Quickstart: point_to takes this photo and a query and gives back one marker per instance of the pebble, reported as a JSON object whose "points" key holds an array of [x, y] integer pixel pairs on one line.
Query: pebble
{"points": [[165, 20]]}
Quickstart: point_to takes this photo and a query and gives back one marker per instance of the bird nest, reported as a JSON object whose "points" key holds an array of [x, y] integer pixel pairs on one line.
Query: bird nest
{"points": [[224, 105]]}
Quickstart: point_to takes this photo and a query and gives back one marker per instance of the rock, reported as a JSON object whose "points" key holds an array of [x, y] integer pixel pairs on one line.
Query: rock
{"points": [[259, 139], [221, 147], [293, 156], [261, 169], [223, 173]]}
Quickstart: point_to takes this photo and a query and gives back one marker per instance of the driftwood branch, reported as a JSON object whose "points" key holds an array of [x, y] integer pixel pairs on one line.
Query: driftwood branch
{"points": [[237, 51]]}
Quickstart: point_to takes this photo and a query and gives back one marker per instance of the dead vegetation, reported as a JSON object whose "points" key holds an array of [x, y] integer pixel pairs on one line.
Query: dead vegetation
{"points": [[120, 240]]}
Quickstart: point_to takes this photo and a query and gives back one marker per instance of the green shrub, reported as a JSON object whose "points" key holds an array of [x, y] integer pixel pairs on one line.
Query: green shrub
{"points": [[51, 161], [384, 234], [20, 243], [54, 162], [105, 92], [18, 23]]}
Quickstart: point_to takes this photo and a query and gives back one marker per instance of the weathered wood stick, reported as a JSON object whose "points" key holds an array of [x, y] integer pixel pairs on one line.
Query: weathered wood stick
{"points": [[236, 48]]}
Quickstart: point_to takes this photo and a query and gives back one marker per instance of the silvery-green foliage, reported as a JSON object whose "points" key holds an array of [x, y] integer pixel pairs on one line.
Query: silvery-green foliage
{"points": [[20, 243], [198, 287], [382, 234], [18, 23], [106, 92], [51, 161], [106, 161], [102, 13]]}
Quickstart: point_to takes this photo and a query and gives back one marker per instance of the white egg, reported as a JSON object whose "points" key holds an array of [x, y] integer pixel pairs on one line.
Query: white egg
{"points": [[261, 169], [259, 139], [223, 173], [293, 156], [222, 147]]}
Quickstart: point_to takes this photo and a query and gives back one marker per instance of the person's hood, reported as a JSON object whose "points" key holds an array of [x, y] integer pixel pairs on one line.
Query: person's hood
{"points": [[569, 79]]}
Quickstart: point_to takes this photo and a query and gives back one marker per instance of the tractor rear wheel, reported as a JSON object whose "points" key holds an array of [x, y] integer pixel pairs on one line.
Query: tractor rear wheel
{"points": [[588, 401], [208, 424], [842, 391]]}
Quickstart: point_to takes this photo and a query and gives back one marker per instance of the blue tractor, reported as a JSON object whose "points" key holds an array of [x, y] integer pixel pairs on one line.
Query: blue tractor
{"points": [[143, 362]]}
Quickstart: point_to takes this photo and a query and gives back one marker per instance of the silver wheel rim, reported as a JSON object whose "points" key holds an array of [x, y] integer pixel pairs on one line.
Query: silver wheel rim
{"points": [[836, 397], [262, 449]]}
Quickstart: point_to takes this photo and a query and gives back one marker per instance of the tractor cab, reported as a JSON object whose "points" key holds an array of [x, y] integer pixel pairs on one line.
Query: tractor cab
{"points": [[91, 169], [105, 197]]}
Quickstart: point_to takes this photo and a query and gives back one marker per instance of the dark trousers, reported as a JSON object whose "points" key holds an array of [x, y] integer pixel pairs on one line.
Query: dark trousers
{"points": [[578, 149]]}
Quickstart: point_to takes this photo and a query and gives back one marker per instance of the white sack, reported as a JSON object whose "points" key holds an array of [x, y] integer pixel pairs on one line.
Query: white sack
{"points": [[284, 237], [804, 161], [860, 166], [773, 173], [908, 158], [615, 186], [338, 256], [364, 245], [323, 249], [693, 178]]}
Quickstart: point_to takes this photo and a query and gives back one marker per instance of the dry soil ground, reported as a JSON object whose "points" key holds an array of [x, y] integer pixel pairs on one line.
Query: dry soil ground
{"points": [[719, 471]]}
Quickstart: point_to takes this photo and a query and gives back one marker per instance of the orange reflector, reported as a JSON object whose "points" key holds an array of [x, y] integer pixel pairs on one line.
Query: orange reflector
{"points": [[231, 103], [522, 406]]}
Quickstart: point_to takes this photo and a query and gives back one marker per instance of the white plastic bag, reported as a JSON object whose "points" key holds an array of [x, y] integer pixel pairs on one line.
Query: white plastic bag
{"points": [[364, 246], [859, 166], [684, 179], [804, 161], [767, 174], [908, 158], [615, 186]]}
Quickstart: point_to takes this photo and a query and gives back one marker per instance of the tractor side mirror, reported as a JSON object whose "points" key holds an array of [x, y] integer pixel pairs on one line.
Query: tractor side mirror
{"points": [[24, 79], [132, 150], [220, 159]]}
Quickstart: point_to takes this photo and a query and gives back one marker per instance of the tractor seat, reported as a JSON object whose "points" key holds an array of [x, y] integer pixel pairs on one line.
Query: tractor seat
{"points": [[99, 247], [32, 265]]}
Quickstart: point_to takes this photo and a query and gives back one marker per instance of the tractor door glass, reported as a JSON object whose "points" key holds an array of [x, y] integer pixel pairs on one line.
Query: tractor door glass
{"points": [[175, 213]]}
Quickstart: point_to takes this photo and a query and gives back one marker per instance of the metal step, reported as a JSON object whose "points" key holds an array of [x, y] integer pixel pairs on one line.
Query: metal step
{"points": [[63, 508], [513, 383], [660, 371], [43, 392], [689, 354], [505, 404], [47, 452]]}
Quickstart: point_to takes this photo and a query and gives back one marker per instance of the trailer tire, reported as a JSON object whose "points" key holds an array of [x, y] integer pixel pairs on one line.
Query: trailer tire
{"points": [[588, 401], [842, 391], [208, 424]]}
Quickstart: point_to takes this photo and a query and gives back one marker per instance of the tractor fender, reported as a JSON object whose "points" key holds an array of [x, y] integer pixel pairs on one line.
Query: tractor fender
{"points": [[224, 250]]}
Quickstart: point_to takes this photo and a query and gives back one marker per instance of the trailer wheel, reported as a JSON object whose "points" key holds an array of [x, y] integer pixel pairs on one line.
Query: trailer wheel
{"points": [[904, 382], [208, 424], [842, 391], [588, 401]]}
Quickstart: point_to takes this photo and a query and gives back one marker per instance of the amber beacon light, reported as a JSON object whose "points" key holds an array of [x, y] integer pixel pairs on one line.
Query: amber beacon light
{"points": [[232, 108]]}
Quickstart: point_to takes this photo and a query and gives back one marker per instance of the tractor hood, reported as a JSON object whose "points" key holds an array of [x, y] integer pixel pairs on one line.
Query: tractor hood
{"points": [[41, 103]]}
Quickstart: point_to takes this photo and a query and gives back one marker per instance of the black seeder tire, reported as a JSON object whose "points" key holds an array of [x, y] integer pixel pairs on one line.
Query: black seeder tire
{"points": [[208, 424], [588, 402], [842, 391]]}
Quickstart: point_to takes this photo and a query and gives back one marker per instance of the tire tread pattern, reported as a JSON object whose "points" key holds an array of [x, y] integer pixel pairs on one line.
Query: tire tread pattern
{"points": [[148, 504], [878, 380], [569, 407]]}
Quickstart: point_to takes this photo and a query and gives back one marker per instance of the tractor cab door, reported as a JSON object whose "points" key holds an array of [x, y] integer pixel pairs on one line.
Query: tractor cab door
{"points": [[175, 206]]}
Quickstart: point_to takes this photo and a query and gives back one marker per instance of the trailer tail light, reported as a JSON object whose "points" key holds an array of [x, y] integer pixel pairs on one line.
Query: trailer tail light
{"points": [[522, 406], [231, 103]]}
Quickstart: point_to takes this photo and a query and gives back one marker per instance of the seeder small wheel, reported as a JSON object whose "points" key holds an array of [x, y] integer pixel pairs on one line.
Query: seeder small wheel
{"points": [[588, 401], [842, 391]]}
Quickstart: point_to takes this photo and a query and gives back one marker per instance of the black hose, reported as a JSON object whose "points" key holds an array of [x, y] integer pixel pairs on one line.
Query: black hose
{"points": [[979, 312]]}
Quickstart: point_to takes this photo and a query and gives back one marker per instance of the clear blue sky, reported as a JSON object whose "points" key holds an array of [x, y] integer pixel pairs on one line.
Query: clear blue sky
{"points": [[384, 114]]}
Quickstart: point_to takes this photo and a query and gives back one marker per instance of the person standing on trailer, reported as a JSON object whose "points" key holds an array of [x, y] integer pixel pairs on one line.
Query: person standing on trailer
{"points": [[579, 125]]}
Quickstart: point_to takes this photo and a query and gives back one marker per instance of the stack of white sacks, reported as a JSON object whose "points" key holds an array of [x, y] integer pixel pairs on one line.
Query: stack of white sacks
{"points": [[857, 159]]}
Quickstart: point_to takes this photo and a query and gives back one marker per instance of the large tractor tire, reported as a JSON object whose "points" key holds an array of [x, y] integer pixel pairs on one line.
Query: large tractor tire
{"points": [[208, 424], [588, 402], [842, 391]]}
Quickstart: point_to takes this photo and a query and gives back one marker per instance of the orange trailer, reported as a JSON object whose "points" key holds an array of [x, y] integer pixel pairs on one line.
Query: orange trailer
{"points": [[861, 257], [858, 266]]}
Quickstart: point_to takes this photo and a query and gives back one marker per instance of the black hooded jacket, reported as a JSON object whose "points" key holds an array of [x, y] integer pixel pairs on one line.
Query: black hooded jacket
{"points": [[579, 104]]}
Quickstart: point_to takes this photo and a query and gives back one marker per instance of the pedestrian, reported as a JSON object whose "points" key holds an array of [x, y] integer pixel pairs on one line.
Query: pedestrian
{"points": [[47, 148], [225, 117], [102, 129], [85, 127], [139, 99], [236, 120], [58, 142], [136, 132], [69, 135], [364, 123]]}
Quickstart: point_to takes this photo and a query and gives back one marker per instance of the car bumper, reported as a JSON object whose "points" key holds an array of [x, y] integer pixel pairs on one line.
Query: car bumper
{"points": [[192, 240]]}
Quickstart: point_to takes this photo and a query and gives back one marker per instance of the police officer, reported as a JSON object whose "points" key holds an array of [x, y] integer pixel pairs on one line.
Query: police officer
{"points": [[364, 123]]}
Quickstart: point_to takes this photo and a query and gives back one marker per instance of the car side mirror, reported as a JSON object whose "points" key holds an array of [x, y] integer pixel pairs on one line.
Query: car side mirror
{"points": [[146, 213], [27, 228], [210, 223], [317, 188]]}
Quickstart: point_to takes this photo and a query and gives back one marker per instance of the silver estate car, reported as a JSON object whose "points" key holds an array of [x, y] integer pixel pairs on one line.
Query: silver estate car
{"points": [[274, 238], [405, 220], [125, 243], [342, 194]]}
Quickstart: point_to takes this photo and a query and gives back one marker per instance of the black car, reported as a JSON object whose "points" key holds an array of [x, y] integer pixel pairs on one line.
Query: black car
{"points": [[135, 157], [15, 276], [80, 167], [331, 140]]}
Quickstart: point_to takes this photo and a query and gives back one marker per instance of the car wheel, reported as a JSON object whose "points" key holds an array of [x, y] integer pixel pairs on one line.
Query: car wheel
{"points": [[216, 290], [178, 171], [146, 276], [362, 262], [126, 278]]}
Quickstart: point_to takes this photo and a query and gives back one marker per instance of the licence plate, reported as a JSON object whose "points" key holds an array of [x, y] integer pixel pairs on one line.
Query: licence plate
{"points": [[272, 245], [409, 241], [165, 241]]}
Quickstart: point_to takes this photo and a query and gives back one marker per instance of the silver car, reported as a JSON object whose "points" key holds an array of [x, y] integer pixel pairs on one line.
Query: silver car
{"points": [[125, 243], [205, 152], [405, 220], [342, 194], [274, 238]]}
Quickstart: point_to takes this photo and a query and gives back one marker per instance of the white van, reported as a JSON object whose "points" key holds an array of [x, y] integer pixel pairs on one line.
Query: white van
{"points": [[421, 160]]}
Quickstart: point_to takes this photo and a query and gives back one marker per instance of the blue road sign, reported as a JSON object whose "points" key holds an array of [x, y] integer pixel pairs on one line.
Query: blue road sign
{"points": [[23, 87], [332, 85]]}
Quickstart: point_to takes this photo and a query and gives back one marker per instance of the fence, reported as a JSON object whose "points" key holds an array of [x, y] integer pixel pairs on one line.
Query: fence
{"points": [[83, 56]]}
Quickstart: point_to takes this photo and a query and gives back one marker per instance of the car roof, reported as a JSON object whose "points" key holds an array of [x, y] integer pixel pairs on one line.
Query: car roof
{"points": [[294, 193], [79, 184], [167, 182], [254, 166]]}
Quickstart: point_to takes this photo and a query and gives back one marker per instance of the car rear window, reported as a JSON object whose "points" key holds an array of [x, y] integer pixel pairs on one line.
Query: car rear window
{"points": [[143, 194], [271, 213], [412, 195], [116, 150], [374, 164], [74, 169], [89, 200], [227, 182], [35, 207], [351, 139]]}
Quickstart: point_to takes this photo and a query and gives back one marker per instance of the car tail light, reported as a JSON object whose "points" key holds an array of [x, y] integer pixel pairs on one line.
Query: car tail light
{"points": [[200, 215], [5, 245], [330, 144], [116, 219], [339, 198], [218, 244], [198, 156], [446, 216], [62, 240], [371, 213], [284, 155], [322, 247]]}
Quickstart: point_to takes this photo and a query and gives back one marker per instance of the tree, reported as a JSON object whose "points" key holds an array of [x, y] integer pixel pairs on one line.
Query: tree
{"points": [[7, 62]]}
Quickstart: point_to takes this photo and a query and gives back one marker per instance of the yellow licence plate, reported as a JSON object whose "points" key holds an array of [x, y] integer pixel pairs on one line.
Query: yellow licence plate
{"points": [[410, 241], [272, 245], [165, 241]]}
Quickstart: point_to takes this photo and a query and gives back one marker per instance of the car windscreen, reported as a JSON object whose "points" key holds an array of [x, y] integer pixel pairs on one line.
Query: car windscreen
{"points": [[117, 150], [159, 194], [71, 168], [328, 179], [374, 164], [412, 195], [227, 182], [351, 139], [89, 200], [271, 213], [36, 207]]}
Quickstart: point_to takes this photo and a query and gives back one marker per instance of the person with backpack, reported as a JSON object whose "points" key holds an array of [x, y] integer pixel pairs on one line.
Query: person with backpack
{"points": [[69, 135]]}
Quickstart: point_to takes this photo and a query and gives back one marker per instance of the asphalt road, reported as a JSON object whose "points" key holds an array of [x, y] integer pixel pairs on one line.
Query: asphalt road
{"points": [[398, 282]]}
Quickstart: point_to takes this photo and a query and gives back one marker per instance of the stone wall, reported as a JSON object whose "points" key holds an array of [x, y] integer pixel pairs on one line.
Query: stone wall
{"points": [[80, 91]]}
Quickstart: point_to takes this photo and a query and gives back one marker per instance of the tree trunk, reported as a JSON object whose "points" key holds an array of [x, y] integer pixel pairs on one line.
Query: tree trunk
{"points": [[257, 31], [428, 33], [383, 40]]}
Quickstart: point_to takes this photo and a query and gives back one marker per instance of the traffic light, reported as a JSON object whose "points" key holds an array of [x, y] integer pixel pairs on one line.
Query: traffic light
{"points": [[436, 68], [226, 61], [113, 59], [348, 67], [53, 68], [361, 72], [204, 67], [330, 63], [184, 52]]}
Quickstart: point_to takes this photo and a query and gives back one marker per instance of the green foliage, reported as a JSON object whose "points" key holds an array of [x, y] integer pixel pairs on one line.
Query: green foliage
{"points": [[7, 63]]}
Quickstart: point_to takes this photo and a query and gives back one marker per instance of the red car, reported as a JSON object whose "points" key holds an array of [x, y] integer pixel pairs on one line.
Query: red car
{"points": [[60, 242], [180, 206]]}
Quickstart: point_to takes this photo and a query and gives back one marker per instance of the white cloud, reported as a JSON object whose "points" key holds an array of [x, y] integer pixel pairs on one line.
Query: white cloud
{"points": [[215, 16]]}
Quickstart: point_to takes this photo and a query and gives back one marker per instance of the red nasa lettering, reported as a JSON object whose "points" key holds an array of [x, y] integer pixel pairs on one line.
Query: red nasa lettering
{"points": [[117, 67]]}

******

Instructions to follow:
Starting from the line containing "of the stone" and ending with the final line of the data, reproduce each line exactly as it appears, including no other lines.

Solution to the problem:
Quickstart: point_to takes this photo and a query and gives back one marker per instance of the stone wall, reported as a JSON object whose "points" key holds an array of [x, y] integer pixel pairs on one line.
Query: stone wall
{"points": [[80, 91]]}
Quickstart: point_to takes this photo and a query and gives back one marker per instance of the tree trunk, reported as a JSON object whose "points" key holds an array of [x, y] integer pixel pairs on one line.
Query: tree trunk
{"points": [[257, 31], [428, 33], [383, 40]]}
Quickstart: point_to takes this photo and a query and gives back one marker per instance of the traffic light, reported as a JSON object whose "points" key holds an array of [x, y] integer pixel pairs on one line.
Query: traffic light
{"points": [[436, 68], [226, 61], [113, 59], [348, 67], [53, 68], [361, 72], [204, 67], [330, 63], [184, 52]]}
Quickstart: point_to takes this photo and a query and gives back one marker per instance of the green foliage, reported as a JSON object whose "points" key holds an array of [x, y] integer pixel pairs on one line.
Query: green foliage
{"points": [[7, 63]]}
Quickstart: point_to takes this photo and a query and gives back one marker per instance of the red car, reported as a JSON object whose "points" key holds an array of [x, y] integer pixel pairs on one line.
Query: red car
{"points": [[60, 242], [180, 206]]}
Quickstart: point_to takes this photo and a query and gives back one marker per instance of the white cloud, reported as a JSON object whose "points" key holds an array of [x, y] integer pixel pairs on one line.
Query: white cloud
{"points": [[215, 16]]}
Quickstart: point_to takes this photo and a query and gives back one marker per instance of the red nasa lettering, reported as a JSON object whose "points" key holds an array of [x, y] integer pixel pairs on one line.
Query: red nasa lettering
{"points": [[117, 67]]}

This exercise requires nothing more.